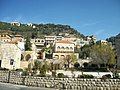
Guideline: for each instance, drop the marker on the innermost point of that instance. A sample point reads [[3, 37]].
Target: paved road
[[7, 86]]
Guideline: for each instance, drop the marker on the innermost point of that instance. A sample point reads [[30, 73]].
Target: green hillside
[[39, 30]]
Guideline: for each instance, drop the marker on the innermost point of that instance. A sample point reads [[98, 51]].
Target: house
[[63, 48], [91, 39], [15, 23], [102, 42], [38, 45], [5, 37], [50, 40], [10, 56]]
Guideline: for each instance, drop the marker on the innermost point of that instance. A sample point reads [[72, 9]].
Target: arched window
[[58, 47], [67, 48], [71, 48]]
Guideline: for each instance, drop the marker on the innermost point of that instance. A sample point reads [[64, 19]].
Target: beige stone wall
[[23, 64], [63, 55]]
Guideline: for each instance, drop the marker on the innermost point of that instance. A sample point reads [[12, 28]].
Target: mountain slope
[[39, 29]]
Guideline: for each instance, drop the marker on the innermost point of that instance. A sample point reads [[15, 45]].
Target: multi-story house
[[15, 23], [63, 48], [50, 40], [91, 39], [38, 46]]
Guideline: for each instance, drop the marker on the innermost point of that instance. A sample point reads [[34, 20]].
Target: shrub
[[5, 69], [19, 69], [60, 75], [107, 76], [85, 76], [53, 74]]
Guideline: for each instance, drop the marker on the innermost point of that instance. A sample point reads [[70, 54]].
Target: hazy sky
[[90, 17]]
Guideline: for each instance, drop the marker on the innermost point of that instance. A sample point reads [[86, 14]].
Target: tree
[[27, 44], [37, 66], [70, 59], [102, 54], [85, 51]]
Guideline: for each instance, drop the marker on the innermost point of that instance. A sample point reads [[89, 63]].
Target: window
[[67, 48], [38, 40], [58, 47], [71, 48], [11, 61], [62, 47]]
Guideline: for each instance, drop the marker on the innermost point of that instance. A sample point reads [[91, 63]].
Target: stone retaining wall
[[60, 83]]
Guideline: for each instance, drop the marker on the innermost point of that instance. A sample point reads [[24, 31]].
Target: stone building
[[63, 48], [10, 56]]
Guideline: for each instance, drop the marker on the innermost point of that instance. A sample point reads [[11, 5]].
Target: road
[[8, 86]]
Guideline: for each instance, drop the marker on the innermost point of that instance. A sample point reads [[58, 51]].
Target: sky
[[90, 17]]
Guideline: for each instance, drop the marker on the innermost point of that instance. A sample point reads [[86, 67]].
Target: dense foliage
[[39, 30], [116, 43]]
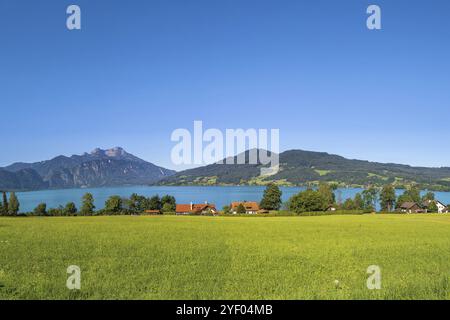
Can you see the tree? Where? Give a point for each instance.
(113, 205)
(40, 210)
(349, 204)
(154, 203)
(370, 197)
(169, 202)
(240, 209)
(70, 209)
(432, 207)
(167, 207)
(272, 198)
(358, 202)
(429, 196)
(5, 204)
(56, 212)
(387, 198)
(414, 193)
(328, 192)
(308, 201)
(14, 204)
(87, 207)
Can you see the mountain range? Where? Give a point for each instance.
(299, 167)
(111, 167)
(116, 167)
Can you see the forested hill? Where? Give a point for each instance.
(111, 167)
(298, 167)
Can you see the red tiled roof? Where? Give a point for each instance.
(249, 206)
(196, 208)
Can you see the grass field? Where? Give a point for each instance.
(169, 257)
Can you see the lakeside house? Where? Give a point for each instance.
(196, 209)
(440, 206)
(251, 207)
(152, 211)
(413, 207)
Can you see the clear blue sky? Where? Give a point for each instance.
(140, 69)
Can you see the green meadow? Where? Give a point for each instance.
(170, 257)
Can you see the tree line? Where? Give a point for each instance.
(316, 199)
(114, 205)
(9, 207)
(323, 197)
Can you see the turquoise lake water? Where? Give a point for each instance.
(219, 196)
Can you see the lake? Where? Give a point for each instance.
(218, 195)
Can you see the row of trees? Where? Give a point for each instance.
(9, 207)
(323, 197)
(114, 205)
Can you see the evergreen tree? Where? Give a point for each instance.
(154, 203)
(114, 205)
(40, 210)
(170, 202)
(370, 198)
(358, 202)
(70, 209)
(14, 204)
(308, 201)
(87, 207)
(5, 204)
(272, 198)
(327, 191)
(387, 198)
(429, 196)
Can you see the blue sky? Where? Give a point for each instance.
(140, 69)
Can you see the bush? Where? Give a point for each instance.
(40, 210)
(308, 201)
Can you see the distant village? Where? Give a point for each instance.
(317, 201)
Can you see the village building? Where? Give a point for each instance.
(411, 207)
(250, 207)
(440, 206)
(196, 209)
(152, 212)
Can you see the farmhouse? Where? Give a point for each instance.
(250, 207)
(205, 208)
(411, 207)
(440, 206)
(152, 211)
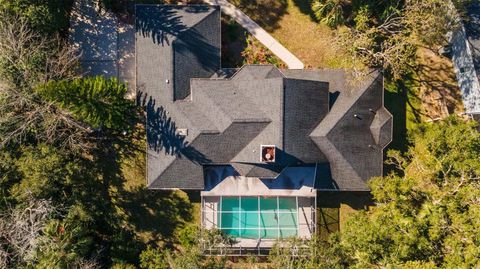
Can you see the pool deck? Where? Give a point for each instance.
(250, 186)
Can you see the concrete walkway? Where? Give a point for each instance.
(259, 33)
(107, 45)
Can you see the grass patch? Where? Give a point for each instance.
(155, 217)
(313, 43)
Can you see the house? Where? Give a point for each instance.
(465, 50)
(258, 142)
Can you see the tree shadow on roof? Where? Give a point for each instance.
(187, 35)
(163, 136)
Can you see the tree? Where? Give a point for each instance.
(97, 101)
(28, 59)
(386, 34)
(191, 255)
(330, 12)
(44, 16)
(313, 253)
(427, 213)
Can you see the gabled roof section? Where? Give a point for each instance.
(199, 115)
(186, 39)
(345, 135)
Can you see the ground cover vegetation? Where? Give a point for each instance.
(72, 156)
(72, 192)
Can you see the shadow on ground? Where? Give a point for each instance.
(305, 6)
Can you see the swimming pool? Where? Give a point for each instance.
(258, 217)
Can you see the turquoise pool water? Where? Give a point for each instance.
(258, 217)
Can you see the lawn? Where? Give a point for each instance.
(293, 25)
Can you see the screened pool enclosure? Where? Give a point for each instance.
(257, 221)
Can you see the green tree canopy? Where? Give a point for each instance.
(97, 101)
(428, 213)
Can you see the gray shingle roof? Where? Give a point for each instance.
----------
_What you have to do_:
Transcribe all the data word for word; the images stay out.

_Finished task_:
Guideline: for each instance, drop the marker on the innermost point of that instance. A sample point reads [[3, 37]].
Target: paved road
[[7, 86]]
Guideline: for each instance, drop the marker on the innermost point of that instance. A sample point reads [[30, 73]].
Target: green hillside
[[39, 30]]
Guideline: for each instance, drop the marker on the innermost point of that instance. A sample point reads [[98, 51]].
Target: house
[[63, 48], [91, 39], [15, 23], [102, 42], [38, 45], [5, 37], [50, 40], [10, 56]]
Guideline: for each instance, drop the marker on the innermost point of that instance. A sample point reads [[72, 9]].
Target: arched window
[[58, 47], [67, 48], [71, 48]]
Guideline: for each instance, drop the marker on the innermost point of that instance. A sample point reads [[64, 19]].
Target: beige stone wall
[[23, 64], [63, 55]]
Guideline: for each instance, drop the marker on the innermost point of that instance. A sample point reads [[12, 28]].
Target: mountain slope
[[39, 29]]
Guideline: for each instance, drop the marker on the innermost point of that instance. A sample point reads [[15, 45]].
Target: multi-story house
[[15, 23], [63, 48], [50, 40], [91, 39], [38, 46]]
Guideline: for each instance, drop the marker on the innermost point of that instance. A sample point reads [[34, 20]].
Target: shrub
[[5, 69], [19, 69], [60, 75], [107, 76], [85, 76], [53, 74]]
Guideline: for each instance, drop the marker on the innermost point of that instance. A sample point reads [[70, 54]].
Target: hazy sky
[[90, 17]]
Guideline: for each instance, drop the marker on the innermost point of that instance. A sample point reads [[86, 14]].
Target: tree
[[27, 44], [37, 66], [70, 59], [102, 54], [85, 51]]
Guideline: for each instance, drop the marker on the innermost point of that instance. A sample point reads [[89, 63]].
Target: window
[[67, 48], [38, 40], [58, 47], [71, 48], [11, 61], [62, 47]]
Guideline: for each instance, drop the marker on the innermost point of that instance. A sample point reads [[91, 63]].
Target: stone retaining wall
[[60, 83]]
Guideline: for each instance, drop the marker on the innermost point of that instance. A sample point reads [[24, 31]].
Target: stone building
[[63, 48], [10, 56]]
Guideline: for each instance, drop the marker on the innermost point of that instance. A sample point reads [[11, 5]].
Target: road
[[8, 86]]
Guideline: for each instance, drop the marker on the innermost point of that instance. A sample point reads [[58, 51]].
Target: sky
[[90, 17]]
Guideline: for each instance, drop the marker on the innermost point of that instance. A sample point reads [[86, 67]].
Target: dense foliage
[[39, 30], [116, 43]]
Can you see the tree? Where? Give a point for each instance.
(113, 205)
(40, 210)
(349, 204)
(154, 203)
(370, 197)
(169, 202)
(240, 209)
(70, 209)
(432, 207)
(167, 207)
(272, 198)
(358, 202)
(429, 196)
(5, 204)
(56, 212)
(387, 198)
(414, 193)
(328, 192)
(308, 201)
(14, 204)
(87, 207)
Can you see the mountain range? Where? Give a point for each instance.
(299, 167)
(111, 167)
(116, 167)
Can you see the forested hill? Where? Give a point for each instance.
(111, 167)
(298, 167)
Can you see the red tiled roof? Where? Give a point for each instance.
(249, 206)
(196, 208)
Can you see the grass field? Where? Give a point for each instance.
(169, 257)
Can you see the lakeside house? Where? Give a point for each instance.
(196, 209)
(440, 206)
(251, 207)
(152, 211)
(413, 207)
Can you see the clear blue sky? Where? Give a point for each instance.
(140, 69)
Can you see the green meadow? Where? Give a point for each instance.
(170, 257)
Can you see the tree line? Where? Give a point for each instance.
(316, 199)
(114, 205)
(9, 207)
(323, 197)
Can you see the turquoise lake water? Where? Give a point for each instance.
(219, 196)
Can you see the lake? Where? Give a point for each instance.
(218, 195)
Can you see the row of trees? Where? Give a point for each instance.
(9, 207)
(323, 197)
(114, 205)
Can you see the evergreen tree? Where? Give a point for each instance.
(154, 203)
(114, 205)
(40, 210)
(170, 202)
(370, 198)
(358, 202)
(70, 209)
(14, 204)
(308, 201)
(87, 207)
(5, 204)
(272, 198)
(327, 191)
(387, 198)
(429, 196)
Can you see the blue sky? Where? Give a point for each instance.
(140, 69)
Can you see the bush? Where? Give a point for each instance.
(40, 210)
(308, 201)
Can you see the distant village? Where? Give a point for each instance.
(317, 201)
Can you see the village building? Where? Give a point for each instance.
(411, 207)
(250, 207)
(440, 206)
(196, 209)
(152, 212)
Can you see the farmhouse? Where? Give a point for each instance.
(250, 207)
(205, 208)
(411, 207)
(440, 206)
(152, 211)
Can you see the pool deck? Where? Give a point for each instance.
(250, 186)
Can you see the concrete walkway? Where? Give a point for each instance.
(259, 33)
(107, 45)
Can you see the grass patch? Where? Give a point for each instance.
(155, 217)
(313, 43)
Can you see the house? Where? Give a point for each instance.
(465, 50)
(258, 142)
Can you see the tree shadow on roof? Where? Give a point for each instance.
(187, 35)
(163, 136)
Can you see the tree? Where? Give a point for each instance.
(97, 101)
(28, 59)
(386, 34)
(191, 255)
(330, 12)
(44, 16)
(313, 253)
(427, 213)
Can you see the gabled roof section? Where? Give a point for each instance.
(199, 115)
(186, 39)
(345, 135)
Can you see the ground cover vegetation? Where? Give a point for each instance.
(72, 156)
(72, 192)
Can you see the shadow on ground? Where? Give a point for each instance.
(305, 6)
Can you see the swimming pool? Where? Give a point for each instance.
(258, 217)
Can you see the turquoise pool water? Where? Give a point for each instance.
(258, 217)
Can you see the lawn? Where? Give a point for each instance.
(293, 25)
Can you see the screened pool enclosure? Where? Give a point for each instance.
(257, 221)
Can you see the green tree canopy? Where? Give a point for each instance.
(97, 101)
(428, 213)
Can you see the gray shingle roof? Where? Give a point for each instance.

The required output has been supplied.